### AVAILABLE RECORDS

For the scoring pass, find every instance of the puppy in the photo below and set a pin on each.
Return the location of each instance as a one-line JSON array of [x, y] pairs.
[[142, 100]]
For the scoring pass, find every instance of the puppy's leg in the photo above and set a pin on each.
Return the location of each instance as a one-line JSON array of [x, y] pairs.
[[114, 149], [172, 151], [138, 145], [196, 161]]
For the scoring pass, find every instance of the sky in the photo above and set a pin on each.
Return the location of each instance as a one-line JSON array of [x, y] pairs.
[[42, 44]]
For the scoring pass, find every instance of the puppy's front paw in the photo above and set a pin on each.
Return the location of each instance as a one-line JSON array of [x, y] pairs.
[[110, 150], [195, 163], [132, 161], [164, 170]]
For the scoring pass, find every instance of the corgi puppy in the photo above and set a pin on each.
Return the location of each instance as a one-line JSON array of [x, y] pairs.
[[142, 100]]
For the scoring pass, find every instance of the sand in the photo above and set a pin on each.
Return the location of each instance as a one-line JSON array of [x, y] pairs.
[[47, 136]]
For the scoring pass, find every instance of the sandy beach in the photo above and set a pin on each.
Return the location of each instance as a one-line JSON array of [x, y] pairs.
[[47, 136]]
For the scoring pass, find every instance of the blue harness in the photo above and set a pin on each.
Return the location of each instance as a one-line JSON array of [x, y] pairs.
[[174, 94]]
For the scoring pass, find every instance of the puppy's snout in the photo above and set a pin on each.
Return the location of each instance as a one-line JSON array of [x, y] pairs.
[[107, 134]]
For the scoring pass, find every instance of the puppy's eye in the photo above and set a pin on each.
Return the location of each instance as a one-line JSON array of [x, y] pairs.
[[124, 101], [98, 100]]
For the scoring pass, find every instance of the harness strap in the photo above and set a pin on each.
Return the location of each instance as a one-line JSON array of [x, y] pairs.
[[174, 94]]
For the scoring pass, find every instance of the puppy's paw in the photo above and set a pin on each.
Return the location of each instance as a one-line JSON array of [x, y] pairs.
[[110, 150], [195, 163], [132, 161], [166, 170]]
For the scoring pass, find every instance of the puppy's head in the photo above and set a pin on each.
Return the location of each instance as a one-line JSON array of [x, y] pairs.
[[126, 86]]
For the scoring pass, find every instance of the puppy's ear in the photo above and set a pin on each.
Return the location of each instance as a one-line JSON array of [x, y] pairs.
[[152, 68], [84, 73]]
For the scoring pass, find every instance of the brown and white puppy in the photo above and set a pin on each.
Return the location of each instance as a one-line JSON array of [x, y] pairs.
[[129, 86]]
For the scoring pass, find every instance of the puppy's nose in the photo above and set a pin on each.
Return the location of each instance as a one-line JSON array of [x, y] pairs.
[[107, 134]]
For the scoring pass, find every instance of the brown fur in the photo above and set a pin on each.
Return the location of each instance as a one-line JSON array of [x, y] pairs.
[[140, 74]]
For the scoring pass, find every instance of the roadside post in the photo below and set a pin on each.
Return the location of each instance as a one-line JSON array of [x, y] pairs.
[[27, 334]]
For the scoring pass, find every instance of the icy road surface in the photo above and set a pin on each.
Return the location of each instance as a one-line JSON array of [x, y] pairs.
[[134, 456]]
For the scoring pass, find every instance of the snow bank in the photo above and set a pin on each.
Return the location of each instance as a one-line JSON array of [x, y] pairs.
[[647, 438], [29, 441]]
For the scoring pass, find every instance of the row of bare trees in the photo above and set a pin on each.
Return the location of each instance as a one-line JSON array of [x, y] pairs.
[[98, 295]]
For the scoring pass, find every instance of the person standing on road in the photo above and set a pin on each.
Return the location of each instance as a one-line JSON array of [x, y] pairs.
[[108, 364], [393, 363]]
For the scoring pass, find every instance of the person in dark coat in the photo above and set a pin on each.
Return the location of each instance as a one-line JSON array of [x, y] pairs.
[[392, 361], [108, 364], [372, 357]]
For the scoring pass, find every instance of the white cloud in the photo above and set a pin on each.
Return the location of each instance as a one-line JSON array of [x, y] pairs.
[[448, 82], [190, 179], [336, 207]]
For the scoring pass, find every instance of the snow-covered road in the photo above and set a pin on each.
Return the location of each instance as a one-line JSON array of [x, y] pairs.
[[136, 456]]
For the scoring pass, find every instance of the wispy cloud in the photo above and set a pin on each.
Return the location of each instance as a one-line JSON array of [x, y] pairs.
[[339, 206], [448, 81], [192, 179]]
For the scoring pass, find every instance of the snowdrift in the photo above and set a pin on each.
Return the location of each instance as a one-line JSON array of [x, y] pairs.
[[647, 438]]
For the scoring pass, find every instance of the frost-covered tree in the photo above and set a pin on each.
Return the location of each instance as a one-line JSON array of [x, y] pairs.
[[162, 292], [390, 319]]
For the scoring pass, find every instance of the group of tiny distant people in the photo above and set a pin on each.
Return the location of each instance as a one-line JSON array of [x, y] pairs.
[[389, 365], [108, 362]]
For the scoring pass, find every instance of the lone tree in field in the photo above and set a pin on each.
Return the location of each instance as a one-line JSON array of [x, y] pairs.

######

Return the material in full, exactly as shown.

- _TASK RESPONSE_
For the scoring pass, find every instance of the puppy in the photo below and set a pin on each.
Return the location of each instance as a one-line JSON array of [x, y] pairs.
[[142, 100]]
For the scoring pass, find every instance of the puppy's leg in the photo above and set a pin on each.
Return the location of each instance as a one-line JSON array of [x, y] pairs.
[[114, 149], [172, 151], [138, 145], [196, 161]]
For the scoring pass, find every instance of the sky in the photo above and set a pin on each.
Return the location of each instance as a one-line JSON array of [x, y] pairs.
[[42, 44]]
For the scoring pass, find every instance of the puppy's front paw in the photo above and set a pin on each.
Return the location of each instance as a one-line JSON array of [x, y] pairs.
[[110, 150], [195, 163], [132, 161], [164, 170]]
For the scoring pass, find every instance of the corgi puppy in the photo above and set a pin on each.
Return the location of each instance as a one-line JSON array of [x, y] pairs.
[[142, 100]]
For the scoring pass, find every instance of the sand in the photo above and set a pin on each.
Return the location of each instance as a one-line JSON array of [x, y] pairs.
[[47, 136]]
For the scoring pass, find every instance of the sandy beach in the photo above and set a pin on each.
Return the location of each instance as a one-line JSON array of [x, y] pairs.
[[47, 136]]
For the scoring pass, find every instance of the blue harness in the photo above and set a pin on each.
Return the location of each instance as a one-line JSON array of [x, y] pairs.
[[174, 94]]
For the scoring pass, find every instance of the puppy's snout in the photo above and set a pin on each.
Return the location of each instance as a one-line JSON array of [x, y] pairs.
[[107, 134]]
For the scoring pass, find every instance of the puppy's eye in the photo above and set a pin on each.
Return the location of each instance as a one-line JSON array of [x, y] pairs.
[[124, 101], [98, 100]]
For the scoring pass, find every instance of the harness strap in the photo above and set a pin on each.
Return the location of each instance as a one-line JSON array of [x, y] pairs.
[[174, 94]]
For the scoring pass, find every instance of the puppy's paw in the photo above and set a pin on each.
Return the location of each instance as a one-line JSON array of [x, y] pairs.
[[110, 150], [195, 163], [132, 161], [166, 170]]
For the scoring pass, find every instance of the puppy's head in the photo above and set a pin on each.
Return the location of each instance as a one-line JSON array of [x, y] pairs.
[[126, 86]]
For the scoring pass, find every instance of the puppy's ear in the photo above and set a pin on each.
Return the location of each instance as a one-line JSON array of [x, y] pairs.
[[152, 68], [84, 73]]
For the scoring pass, find every instance of the brown and white puppy in the photo above and set a pin on each.
Return the location of each instance as a one-line JSON array of [x, y] pairs.
[[129, 86]]
For the scoring pass, find every instance of the puppy's nose in the photo above and set a pin on each.
Return the location of each instance as a one-line JSON array of [x, y] pairs.
[[107, 134]]
For the scoring pass, find every instance of the brown fur in the photo above and set a pin on each.
Return the location of each instance as a one-line JSON array of [x, y] pairs.
[[140, 74]]
For the scoring pass, find every instance of the roadside post in the photo below and set a pin on each.
Return the location of each instance as a one-line JSON array of [x, y] pairs.
[[27, 334]]
For the scoring pass, find every instance of the icy road surface in the photo above and set a pin on each.
Return the location of each instance as a one-line JSON array of [x, y] pairs.
[[134, 456]]
For the scoring pass, find every instance of the snow bank in the photo above and set a pin on each.
Return the location of each instance as a one-line JSON array of [x, y] pairs.
[[647, 438], [29, 441]]
For the scoring pass, find every instance of the row of bare trees in the photo above and set a pin on each.
Return the location of each instance as a one-line JSON array of [x, y] pairs.
[[98, 295]]
For the scoring pass, find every instance of the person standing on road in the photo above and set a pin on each.
Return the location of each instance as a one-line JSON array of [x, y] pairs.
[[108, 364], [393, 363]]
For the scoring pass, find every instance of the person in dark coat in the photo above and set a pin on each.
Return the location of each instance as a one-line JSON array of [x, y] pairs.
[[392, 361], [108, 364], [372, 357]]
For the scoring pass, find every instance of the white cloud in the photo above and set a pin on each.
Return the location of each instance as a one-line JSON array of [x, y] pairs.
[[448, 82], [190, 179], [336, 207]]
For the scoring pass, find every instance of the snow-covered road in the photo above and set a pin on each.
Return the location of each instance as a one-line JSON array of [x, y] pairs.
[[136, 456]]
For the scoring pass, find every instance of the wispy cloud in the photo above and set a pin on each.
Return the location of each instance as a one-line JSON array of [x, y] pairs.
[[339, 206], [448, 81], [192, 179]]
For the scoring pass, find every instance of the snowdrift in the photo above and set a pin on each.
Return the location of each instance as a one-line JSON array of [x, y] pairs.
[[647, 438]]
For the scoring pass, find every instance of the frost-covered tree in the photo above and set a pin on each.
Return the location of each instance as a one-line JSON array of [x, y] pairs.
[[162, 292], [390, 319]]
For the scoring pass, find every instance of the group of tiny distant people in the photo above and set a pin on each.
Return the location of each instance as a one-line JSON array of [x, y] pairs.
[[389, 365], [108, 362]]
For the scoring pass, find every instance of the lone tree in field in the photo above and set a pin on each.
Return the location of each instance as a one-line JSON array of [x, y] pairs.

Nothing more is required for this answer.